<<<<
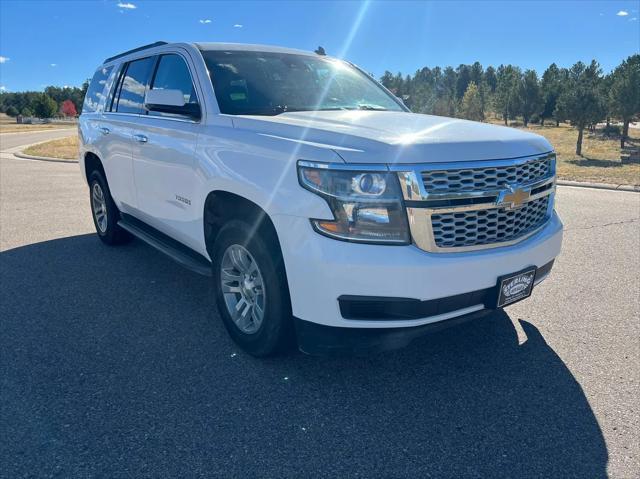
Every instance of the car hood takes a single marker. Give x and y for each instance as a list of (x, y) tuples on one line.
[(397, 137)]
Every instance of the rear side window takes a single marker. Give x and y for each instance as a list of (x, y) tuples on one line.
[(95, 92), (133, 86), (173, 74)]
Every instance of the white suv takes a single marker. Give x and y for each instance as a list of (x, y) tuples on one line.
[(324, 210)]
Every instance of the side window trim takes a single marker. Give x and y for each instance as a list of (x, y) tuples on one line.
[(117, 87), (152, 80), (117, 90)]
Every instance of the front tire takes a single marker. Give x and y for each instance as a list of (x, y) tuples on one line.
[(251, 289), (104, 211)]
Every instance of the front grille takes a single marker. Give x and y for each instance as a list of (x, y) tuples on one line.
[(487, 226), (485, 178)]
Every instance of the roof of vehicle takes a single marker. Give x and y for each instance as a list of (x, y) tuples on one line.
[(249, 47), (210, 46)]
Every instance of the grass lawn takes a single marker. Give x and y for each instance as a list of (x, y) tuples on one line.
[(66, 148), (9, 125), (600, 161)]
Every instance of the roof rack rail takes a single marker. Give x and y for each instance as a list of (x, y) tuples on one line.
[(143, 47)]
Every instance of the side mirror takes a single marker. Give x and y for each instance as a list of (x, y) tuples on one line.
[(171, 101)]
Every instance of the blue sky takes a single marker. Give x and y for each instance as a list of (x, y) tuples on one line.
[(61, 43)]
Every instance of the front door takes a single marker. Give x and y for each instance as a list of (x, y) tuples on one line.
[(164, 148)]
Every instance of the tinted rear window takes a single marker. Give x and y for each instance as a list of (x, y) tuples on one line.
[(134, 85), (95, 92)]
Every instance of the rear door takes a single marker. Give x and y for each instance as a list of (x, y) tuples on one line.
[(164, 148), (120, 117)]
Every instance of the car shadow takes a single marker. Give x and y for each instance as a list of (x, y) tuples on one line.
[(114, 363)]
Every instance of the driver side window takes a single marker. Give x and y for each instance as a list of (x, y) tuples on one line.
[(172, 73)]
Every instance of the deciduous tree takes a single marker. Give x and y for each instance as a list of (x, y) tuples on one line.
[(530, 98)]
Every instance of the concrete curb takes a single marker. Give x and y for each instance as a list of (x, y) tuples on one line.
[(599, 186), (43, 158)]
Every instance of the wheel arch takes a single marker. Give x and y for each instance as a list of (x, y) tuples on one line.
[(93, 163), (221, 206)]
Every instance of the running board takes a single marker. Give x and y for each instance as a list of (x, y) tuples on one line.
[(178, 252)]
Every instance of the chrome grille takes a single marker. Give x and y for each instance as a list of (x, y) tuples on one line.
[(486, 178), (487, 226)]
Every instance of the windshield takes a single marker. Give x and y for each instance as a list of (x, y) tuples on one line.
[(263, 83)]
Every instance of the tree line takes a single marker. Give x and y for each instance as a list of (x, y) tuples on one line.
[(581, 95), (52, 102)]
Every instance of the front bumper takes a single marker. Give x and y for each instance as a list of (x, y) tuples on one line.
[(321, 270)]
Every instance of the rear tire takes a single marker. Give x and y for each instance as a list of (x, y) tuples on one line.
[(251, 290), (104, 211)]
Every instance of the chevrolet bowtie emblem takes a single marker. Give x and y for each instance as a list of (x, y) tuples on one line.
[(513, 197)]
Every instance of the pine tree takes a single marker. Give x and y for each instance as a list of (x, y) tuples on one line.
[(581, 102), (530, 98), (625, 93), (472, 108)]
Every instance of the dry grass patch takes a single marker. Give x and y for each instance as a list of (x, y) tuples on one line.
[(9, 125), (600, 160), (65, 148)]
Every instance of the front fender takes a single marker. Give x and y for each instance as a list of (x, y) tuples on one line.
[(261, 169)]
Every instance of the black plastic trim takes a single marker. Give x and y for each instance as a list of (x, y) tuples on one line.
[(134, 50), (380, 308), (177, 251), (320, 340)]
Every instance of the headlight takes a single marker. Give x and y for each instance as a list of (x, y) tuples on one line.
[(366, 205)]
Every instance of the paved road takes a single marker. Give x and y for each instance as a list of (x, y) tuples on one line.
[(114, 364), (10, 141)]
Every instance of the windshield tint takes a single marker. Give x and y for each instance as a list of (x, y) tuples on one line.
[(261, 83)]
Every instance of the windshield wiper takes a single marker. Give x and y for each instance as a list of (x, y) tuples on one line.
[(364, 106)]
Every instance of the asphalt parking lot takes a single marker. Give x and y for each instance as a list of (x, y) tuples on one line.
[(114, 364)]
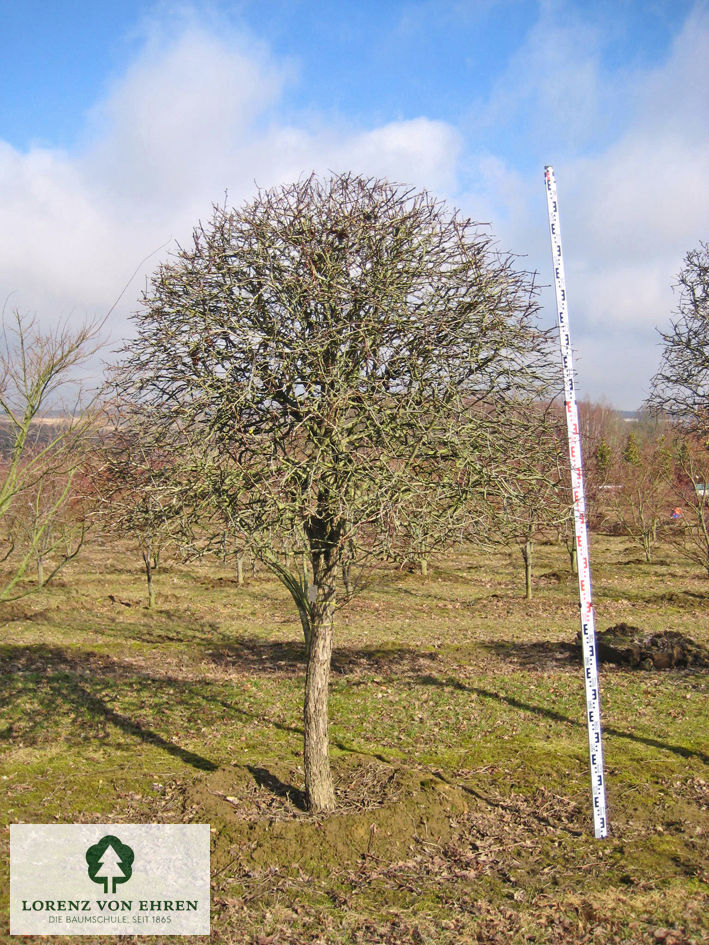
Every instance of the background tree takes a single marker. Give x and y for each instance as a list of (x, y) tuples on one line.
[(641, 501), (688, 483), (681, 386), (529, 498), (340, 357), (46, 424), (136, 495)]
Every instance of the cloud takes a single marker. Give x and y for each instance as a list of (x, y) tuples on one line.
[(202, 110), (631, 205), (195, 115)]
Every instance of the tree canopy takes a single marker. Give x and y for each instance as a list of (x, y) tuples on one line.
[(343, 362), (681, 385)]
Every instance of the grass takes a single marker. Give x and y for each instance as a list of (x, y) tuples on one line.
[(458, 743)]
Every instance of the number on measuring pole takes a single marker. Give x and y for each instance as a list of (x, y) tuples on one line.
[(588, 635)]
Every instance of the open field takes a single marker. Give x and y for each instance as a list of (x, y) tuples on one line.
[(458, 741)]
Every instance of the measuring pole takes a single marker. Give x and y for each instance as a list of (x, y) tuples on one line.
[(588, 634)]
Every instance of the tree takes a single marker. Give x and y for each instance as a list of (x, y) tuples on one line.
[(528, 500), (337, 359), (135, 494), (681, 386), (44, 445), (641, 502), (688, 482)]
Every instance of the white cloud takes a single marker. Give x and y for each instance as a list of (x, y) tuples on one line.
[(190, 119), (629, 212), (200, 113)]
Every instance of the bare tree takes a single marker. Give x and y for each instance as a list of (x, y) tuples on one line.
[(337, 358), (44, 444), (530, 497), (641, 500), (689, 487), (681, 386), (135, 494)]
>>>>
Nothing but the records themselves, exact and complete, should be returned; leave the pictures out.

* [Output]
Every instance of the car hood takes a single marker. Give x and y for each instance as a list of (x, y) tuples on one line.
[(397, 137)]
Every instance of the rear side window takes a single marker. Give x and y for each instance as a list of (x, y) tuples on one line.
[(95, 92), (133, 86), (173, 74)]
Every instance of the white suv takes a single marker. Give x and y for each instance as a list of (x, y) tuples on one line.
[(324, 210)]
Every instance of the side window trim takes a single marker. Give x and y for each instance as a list of (x, y) tuples on one line.
[(117, 87), (152, 80), (117, 90)]
Every instance of the front tire takes a single marker. Give x and y for each instance as a list of (x, y) tuples on one line.
[(251, 289), (104, 211)]
Every instance of the front grille takes a single marker. Give x and y for each instance as a list of (x, y) tuples on one line.
[(487, 226), (485, 178)]
Every instance of the roof of vehicle takes a single marker. Give x and y for each instance as a list of (x, y) tuples on one line.
[(249, 47), (210, 46)]
Every instance of the grass lawn takes a single marker. Give x and y for each instance as a list of (x, y) tuples on one line.
[(66, 148), (9, 125), (600, 161)]
Every instance of the roof rack rail takes a single marker. Give x and y for each instance as a list of (x, y) tuples on one line.
[(143, 47)]
Every instance of the side mirror takes a single marker. Give x and y for each instance as a list of (x, y) tuples on one line.
[(171, 101)]
Every instance of the blue sky takes a single marker. Give x and y for each instance as a list of (x, y) tuples on one line.
[(61, 43)]
Every instance of the front door takes a single marker. Give x and y for each instance as a list of (x, y) tuples on one line.
[(164, 148)]
Every instance of the tinted rear window takes a single marker. Give x and y for each instance as a list of (x, y) tuples on one line.
[(134, 85), (95, 92)]
Every instance of the rear door takes a single marker. Give x and y for each instance as a list of (x, y) tuples on one line.
[(164, 148), (120, 117)]
Every instance of the car shadow takes a single marker. Give x and y for each instance as a list of (x, y) tuples on one line.
[(114, 363)]
Every instance of the driver side window takes a single marker. Give x and y for each instance as a list of (x, y) tuples on one line.
[(172, 73)]
Every instance of the deciduous tree takes a single marker. Give x and y for each instance as a list of (x, y) tuples on one line.
[(530, 98)]
Every instance of the concrete curb takes a single marker. Give x and y for each instance as a list of (x, y) tuples on one line.
[(599, 186), (43, 158)]
Every instance of the wheel arch takes a single marker. Give x and y for each instance as a list of (x, y) tuples on one line.
[(93, 163), (221, 206)]
Every instance of the running board takes a single marker. Give x and y for each instance as a list of (x, y) tuples on one line.
[(178, 252)]
Every instance of the chrome grille takes a single marker. Give x and y for each instance as a list of (x, y) tuples on one line.
[(486, 178), (487, 226)]
Every instance of the windshield takes a single marker. Give x and y for each instance as a list of (x, y) tuples on one line.
[(263, 83)]
Every instance of the tree line takes a single marker. Give x and y for each instance as a list of (x, y) tuples on one line.
[(581, 95), (52, 102)]
Every instance of the front bumper takes a single marker. Give x and y for each instance as a list of (x, y) tuples on one line.
[(321, 270)]
Every instance of the rear tire takes a single marker. Give x and y for each instance as a list of (x, y) tuples on one line.
[(251, 290), (104, 211)]
Every instance of the chevrolet bowtie emblem takes a single marker. Give x and y for each instance as a list of (x, y) tuples on one line.
[(513, 197)]
Every instance of the pine tree takes a single marker. Give x and y for each instance as a list of (x, y) tuples on one line.
[(581, 102), (530, 98), (625, 93), (472, 108)]
Every instance of the dry grass patch takes a single marker. Give x and y for each instance as a list of (x, y) tuples on one line.
[(9, 125), (600, 160), (65, 148)]
Every instance of the front fender takes a single marker. Give x and y for each instance as a list of (x, y) tuples on one line.
[(261, 169)]
Every instance of the black plastic trim takes a single marker. Give x and y for each instance as a list of (x, y) tuples on one line.
[(134, 50), (380, 308), (177, 251), (320, 340)]
Every instance of the headlight takes a single marker. Give x and y for each instance as a list of (x, y) tuples on one line.
[(366, 205)]
Every instance of the paved road takes a single marker. Give x and y for each instance as a list of (x, y) tuples on one line.
[(114, 364), (10, 141)]
Every instance of the windshield tint takes a single marker. Give x and y for each instance as a list of (x, y) tuples on one line.
[(261, 83)]
Every instance of the windshield wiper takes a single marker. Give x and y for each instance as a list of (x, y) tuples on one line.
[(364, 106)]
Every instance of the asphalt parking lot takes a single marker. Give x and y for each instance as a list of (x, y) tuples on one line.
[(114, 364)]
Every instance of the background tree takes a single marker. Give x and y for each instance as a list of (x, y) tuples on one line.
[(641, 501), (688, 483), (681, 386), (529, 498), (340, 357), (46, 424), (136, 495)]
Every instance of the cloud takes a single marker. Give x and y for each instance as a list of (x, y) tuples on one line.
[(202, 110), (631, 205), (195, 115)]
Every instance of the tree canopy takes a single marker. Give x and y for each instance as a list of (x, y) tuples on one line.
[(343, 362), (681, 385)]
Every instance of the grass takes a single marker. Give x and y for each instance as a list of (x, y) tuples on one line.
[(458, 743)]
Every instance of the number on measuring pole takes a single marker. Give x and y for each instance as a list of (x, y) tuples on one line.
[(588, 635)]
Every instance of the open field takes a single marker. Give x and y for each instance as a list of (x, y) tuples on one line.
[(458, 741)]
Every instance of the measuring pole takes a single marker. Give x and y for each instance as a list of (x, y) tuples on one line.
[(588, 634)]
Every instance of the tree takes a single marker. Give x and y for each instance as a list of (x, y) tuples on one line.
[(528, 500), (337, 359), (135, 494), (681, 386), (44, 445), (641, 502), (688, 482)]
Every instance of the white cloud takes a single marker. Give x and y for each instance as a list of (x, y) tuples on one line.
[(190, 119), (629, 212), (200, 113)]
Every instance of the bare tree takes a single marker. Give x and y for each instance as a list of (x, y) tuples on one line.
[(337, 358), (44, 444), (530, 497), (641, 500), (689, 487), (681, 386), (135, 494)]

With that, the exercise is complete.